_The task_. Render the whole listing below as a numbered list, leaving out blank lines and the pictures.
==== Data provided
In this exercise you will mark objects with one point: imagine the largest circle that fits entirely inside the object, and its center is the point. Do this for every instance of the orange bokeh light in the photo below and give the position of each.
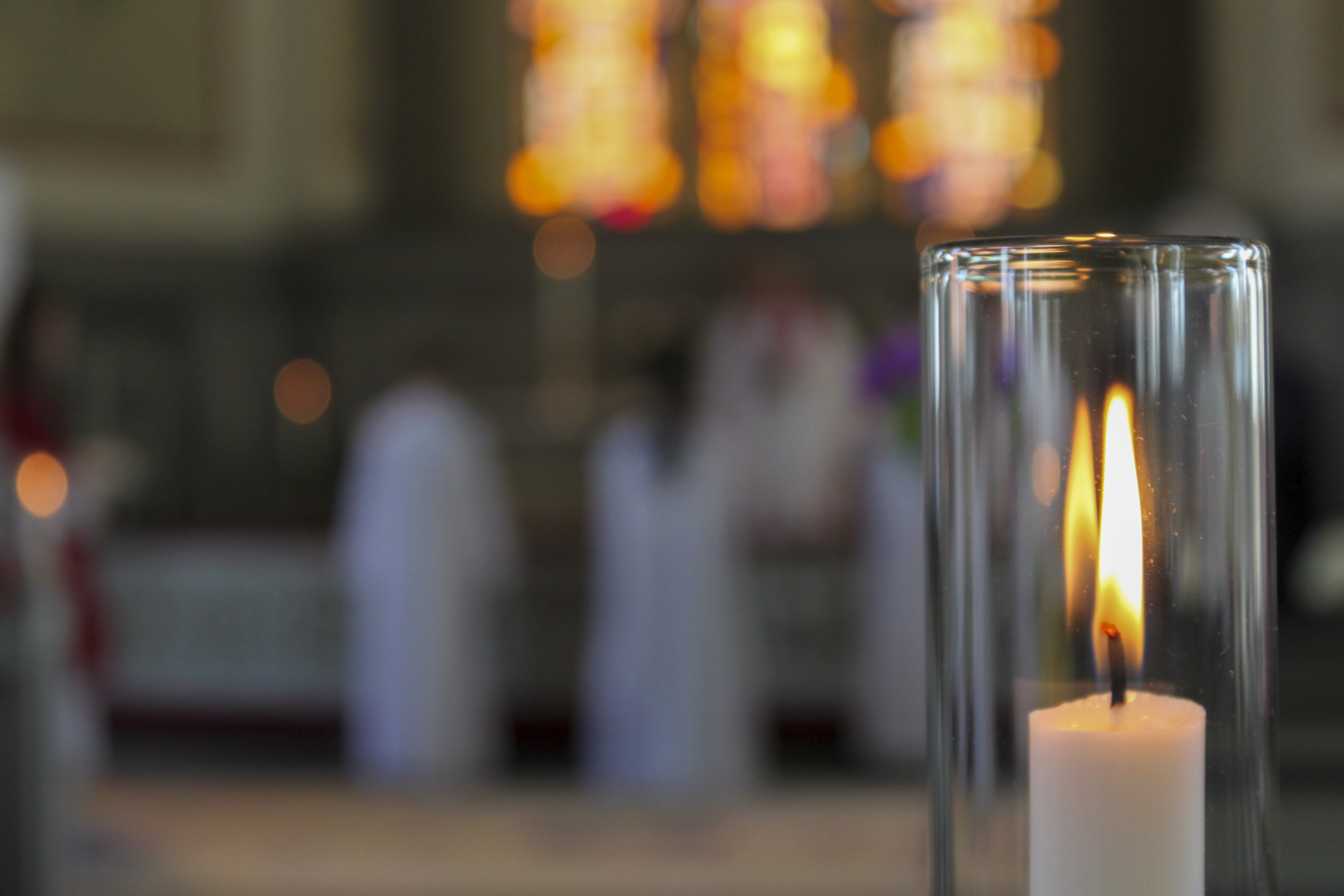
(303, 391)
(563, 248)
(41, 484)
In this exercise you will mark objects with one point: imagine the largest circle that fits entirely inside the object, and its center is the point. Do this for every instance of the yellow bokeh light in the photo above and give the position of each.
(785, 45)
(904, 148)
(968, 113)
(1041, 184)
(303, 391)
(596, 110)
(41, 484)
(970, 41)
(772, 108)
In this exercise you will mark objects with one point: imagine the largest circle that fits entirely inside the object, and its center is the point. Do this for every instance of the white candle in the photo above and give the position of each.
(1118, 797)
(1118, 780)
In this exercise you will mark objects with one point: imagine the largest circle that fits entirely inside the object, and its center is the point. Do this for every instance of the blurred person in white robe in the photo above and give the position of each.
(671, 706)
(427, 546)
(889, 686)
(781, 367)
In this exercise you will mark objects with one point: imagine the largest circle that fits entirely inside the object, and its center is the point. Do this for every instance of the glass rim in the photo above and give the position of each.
(1094, 241)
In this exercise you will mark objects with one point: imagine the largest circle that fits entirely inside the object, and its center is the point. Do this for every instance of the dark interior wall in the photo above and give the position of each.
(1129, 101)
(447, 80)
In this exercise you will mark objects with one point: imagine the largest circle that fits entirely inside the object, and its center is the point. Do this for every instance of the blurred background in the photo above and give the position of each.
(306, 296)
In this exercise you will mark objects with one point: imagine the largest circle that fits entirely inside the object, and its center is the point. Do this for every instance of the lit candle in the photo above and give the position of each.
(1116, 780)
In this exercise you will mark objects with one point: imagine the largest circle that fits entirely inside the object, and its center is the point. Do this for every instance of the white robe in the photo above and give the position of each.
(890, 640)
(425, 543)
(784, 381)
(670, 698)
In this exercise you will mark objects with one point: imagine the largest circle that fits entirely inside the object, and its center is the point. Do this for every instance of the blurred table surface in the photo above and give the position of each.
(330, 839)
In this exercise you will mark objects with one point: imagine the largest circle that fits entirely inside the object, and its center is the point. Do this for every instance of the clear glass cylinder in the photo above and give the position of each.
(1099, 486)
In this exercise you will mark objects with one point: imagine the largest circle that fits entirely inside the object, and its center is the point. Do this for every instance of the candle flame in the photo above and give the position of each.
(1080, 521)
(1120, 558)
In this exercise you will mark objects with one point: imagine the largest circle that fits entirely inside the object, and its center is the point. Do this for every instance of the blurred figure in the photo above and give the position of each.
(780, 371)
(58, 543)
(427, 545)
(670, 703)
(889, 707)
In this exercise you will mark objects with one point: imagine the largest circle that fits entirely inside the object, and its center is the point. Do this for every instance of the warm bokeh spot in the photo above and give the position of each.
(42, 484)
(303, 390)
(563, 248)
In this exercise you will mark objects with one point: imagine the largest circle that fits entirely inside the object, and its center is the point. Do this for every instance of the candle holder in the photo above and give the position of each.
(1099, 473)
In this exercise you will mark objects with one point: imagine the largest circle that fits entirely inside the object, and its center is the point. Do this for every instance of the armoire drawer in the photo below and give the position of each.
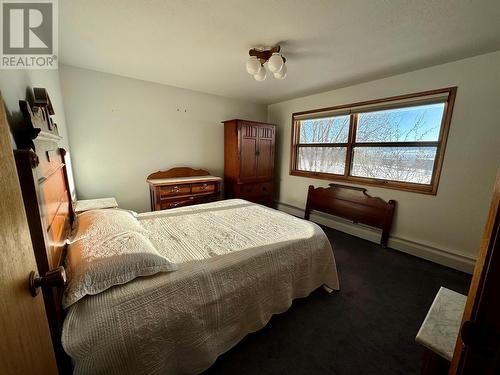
(186, 201)
(203, 188)
(174, 190)
(253, 190)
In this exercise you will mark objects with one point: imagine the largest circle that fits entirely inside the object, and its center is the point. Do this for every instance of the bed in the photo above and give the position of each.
(239, 263)
(236, 264)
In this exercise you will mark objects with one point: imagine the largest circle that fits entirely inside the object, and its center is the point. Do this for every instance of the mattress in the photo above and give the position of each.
(239, 263)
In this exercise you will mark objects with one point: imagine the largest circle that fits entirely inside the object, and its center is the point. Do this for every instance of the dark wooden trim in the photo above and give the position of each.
(352, 203)
(379, 101)
(351, 144)
(353, 128)
(396, 185)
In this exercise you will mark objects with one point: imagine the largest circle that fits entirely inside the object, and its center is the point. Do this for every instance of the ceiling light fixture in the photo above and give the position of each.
(272, 57)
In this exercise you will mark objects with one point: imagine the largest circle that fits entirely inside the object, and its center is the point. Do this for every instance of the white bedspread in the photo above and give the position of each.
(239, 263)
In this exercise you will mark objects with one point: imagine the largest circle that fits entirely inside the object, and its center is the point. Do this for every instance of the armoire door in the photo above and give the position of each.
(248, 151)
(265, 152)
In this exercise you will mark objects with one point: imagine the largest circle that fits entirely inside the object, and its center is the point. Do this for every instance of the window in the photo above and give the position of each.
(396, 142)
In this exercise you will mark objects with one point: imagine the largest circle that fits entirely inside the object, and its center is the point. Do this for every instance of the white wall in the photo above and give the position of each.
(447, 227)
(123, 129)
(14, 85)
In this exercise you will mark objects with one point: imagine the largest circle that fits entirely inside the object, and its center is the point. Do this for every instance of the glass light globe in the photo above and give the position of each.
(261, 75)
(253, 65)
(282, 73)
(275, 62)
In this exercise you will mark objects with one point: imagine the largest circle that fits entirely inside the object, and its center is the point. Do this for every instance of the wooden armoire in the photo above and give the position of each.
(249, 160)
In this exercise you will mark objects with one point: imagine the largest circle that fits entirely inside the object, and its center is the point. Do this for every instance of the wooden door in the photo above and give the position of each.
(478, 346)
(265, 152)
(248, 151)
(25, 345)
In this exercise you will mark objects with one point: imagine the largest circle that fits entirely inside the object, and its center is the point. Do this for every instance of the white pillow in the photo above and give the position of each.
(96, 263)
(99, 224)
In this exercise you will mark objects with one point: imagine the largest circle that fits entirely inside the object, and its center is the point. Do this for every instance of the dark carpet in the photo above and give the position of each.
(368, 327)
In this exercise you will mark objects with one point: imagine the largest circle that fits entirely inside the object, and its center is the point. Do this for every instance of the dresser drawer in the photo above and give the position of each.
(186, 201)
(254, 190)
(208, 187)
(174, 190)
========
_Solution_.
1. In this exercise you will mark objects with one point: imagine the largest circle that fits entirely inside the object, and its center is the point. Do this for every instance of the orange bokeh light in the photo below and give the position of each.
2. (303, 391)
3. (563, 248)
4. (41, 484)
5. In this exercise you will mark objects with one point: imagine the largest circle that fits entirely inside the object, and its center is the point. Do this for every instance of the yellow bokeh light in the photo above and give the position of each.
6. (785, 45)
7. (904, 148)
8. (968, 113)
9. (1041, 184)
10. (303, 391)
11. (596, 110)
12. (41, 484)
13. (970, 41)
14. (772, 108)
15. In this exercise you will mark objects with one point: imagine the largest circle that fits entirely inside the object, and its center is the point. Do this for every instance of the white candle in the photo above and give the position of each.
16. (1118, 797)
17. (1118, 780)
18. In this exercise you will mark objects with one point: imagine the largest circle that fits entirely inside the object, and its center is the point. Do this for every instance of the blurred person in white robe in the photo above and give the position of each.
19. (671, 706)
20. (427, 546)
21. (889, 686)
22. (781, 367)
23. In this exercise you will mark objects with one point: imagine the largest circle that fits entirely inside the object, and its center is the point. Do this for every instance of the glass rim in the photo above and give the position of each.
24. (1094, 241)
25. In this exercise you will mark objects with one point: imagine the largest circle that fits entirely inside the object, and its center is the point. Do this for every instance of the dark interior wall in the photo above and give the position of each.
26. (1129, 101)
27. (447, 80)
28. In this exercise you will mark objects with one point: imagine the largest circle that fits entirely inside the object, and its center is the point. Do this for every instance of the blurred background in the photo above and give the position of each.
29. (306, 296)
30. In this exercise you will mark objects with one point: imagine the largest circle that fits entirely inside the object, and its center is the point. Do this for every instance of the lit candle in the photo above and give the position of each.
31. (1116, 780)
32. In this exercise you will mark objects with one point: imagine the largest circle that fits entirely inside the object, and its center is the point. Do this for every instance of the white robe in the photo above and give the position of each.
33. (890, 640)
34. (425, 543)
35. (784, 381)
36. (670, 698)
37. In this exercise you will mark objects with one point: imagine the largest circle that fits entirely inside the object, and its center is the point. Do this for every instance of the blurred table surface in the photo above and give the position of each.
38. (330, 839)
39. In this exercise you will mark objects with one point: imagine the largest circle that fits entirely inside the object, and its center is the point. Do this for every instance of the clear glass cylinder in the photo above and give the position of each.
40. (1099, 486)
41. In this exercise you will mark objects with one point: imagine the largest circle that fits entirely inside the object, and its center is the point. Do this for every instance of the candle flame in the photo above and give the position of each.
42. (1080, 521)
43. (1120, 558)
44. In this exercise you will mark objects with one point: imagine the largest circle that fits entirely inside the object, and its center is the point. Do this for every instance of the blurred figure in the photo above and give the position of each.
45. (780, 371)
46. (58, 543)
47. (427, 545)
48. (670, 703)
49. (889, 707)
50. In this exercise you will mark objects with one point: imagine the largest circle that fits entirely inside the object, and its center is the point. Do this for every instance of the warm bokeh spot in the photo above and give the position of each.
51. (42, 484)
52. (303, 390)
53. (563, 248)
54. In this exercise you will mark objects with one point: imagine the largest circle that fits entirely inside the object, and its center is the point. Do this for every instance of the candle holder in the photo above and give the position of each.
55. (1099, 473)
56. In this exercise you will mark objects with one point: imagine the largest circle that fits entirely inside the object, and its center is the point. Do this for every instance of the armoire drawer in the photo below and give the position of each.
57. (186, 201)
58. (203, 188)
59. (174, 190)
60. (253, 190)
61. In this exercise you will mark objects with one point: imagine the largest circle that fits entirely inside the object, and its center is the point. Do this for every instance of the bed in the photo above and give the position of each.
62. (239, 263)
63. (236, 264)
64. In this exercise you will mark objects with one point: imagine the largest circle that fits entirely inside the object, and its center is the point. Do this for every instance of the mattress in the photo above and give the position of each.
65. (239, 263)
66. In this exercise you will mark objects with one point: imagine the largest circle that fits entirely inside the object, and its center is the point. Do this for every instance of the dark wooden trim in the photo above and give the position of each.
67. (352, 203)
68. (379, 101)
69. (351, 144)
70. (353, 128)
71. (396, 185)
72. In this exercise you will mark objects with one point: imagine the largest circle that fits entirely inside the object, and its center is the point. Do this for every instance of the ceiling light fixture in the photo above and give the position of each.
73. (272, 57)
74. In this exercise you will mark objects with one point: imagine the largest circle that fits entirely inside the object, and its center is the point. Do this for every instance of the white bedspread in the photo above and give the position of each.
75. (239, 263)
76. In this exercise you will mark objects with one point: imagine the largest circle that fits entirely inside the object, and its center is the point. Do this for every instance of the armoire door in the photo above and give the position of each.
77. (248, 151)
78. (265, 152)
79. In this exercise you will mark objects with one point: imagine the largest circle that fits entirely inside the object, and its center is the point. Do this for every instance of the window in the photo above and give the position of each.
80. (396, 142)
81. In this exercise you will mark objects with one point: imagine the largest circle that fits entirely inside the object, and its center is the point. Do this for every instance of the white wall in the photo above and give the position of each.
82. (447, 227)
83. (123, 129)
84. (14, 85)
85. In this exercise you will mark objects with one point: imagine the largest circle that fits entirely inside the object, and its center is the point. Do this for every instance of the glass light globe in the photo above and give the position of each.
86. (261, 75)
87. (253, 65)
88. (282, 73)
89. (275, 62)
90. In this exercise you will mark objects with one point: imagine the largest circle that fits entirely inside the object, and its center is the point. Do this for every instance of the wooden armoire in the photo above and give the position of each.
91. (249, 160)
92. In this exercise you will mark objects with one point: imagine the largest circle that fits entirely inside the object, and its center is the point. Do this for every instance of the wooden door in the photo above and give the position of each.
93. (478, 346)
94. (265, 152)
95. (248, 151)
96. (25, 345)
97. In this exercise you will mark objects with one point: imagine the largest circle that fits entirely inside the object, and its center is the point. Do this for every instance of the white pillow in the photo above and give the position of each.
98. (96, 263)
99. (99, 224)
100. In this exercise you will mark objects with one point: imagine the largest circle that fits entirely inside the object, and its center is the point. Do this for every instance of the dark carpet in the photo above and give the position of each.
101. (368, 327)
102. In this exercise you will mark objects with one point: imagine the largest circle that fits entirely inside the object, and its center is the point. Do this for every instance of the dresser drawer in the photo above and give the position of each.
103. (186, 201)
104. (254, 190)
105. (208, 187)
106. (174, 190)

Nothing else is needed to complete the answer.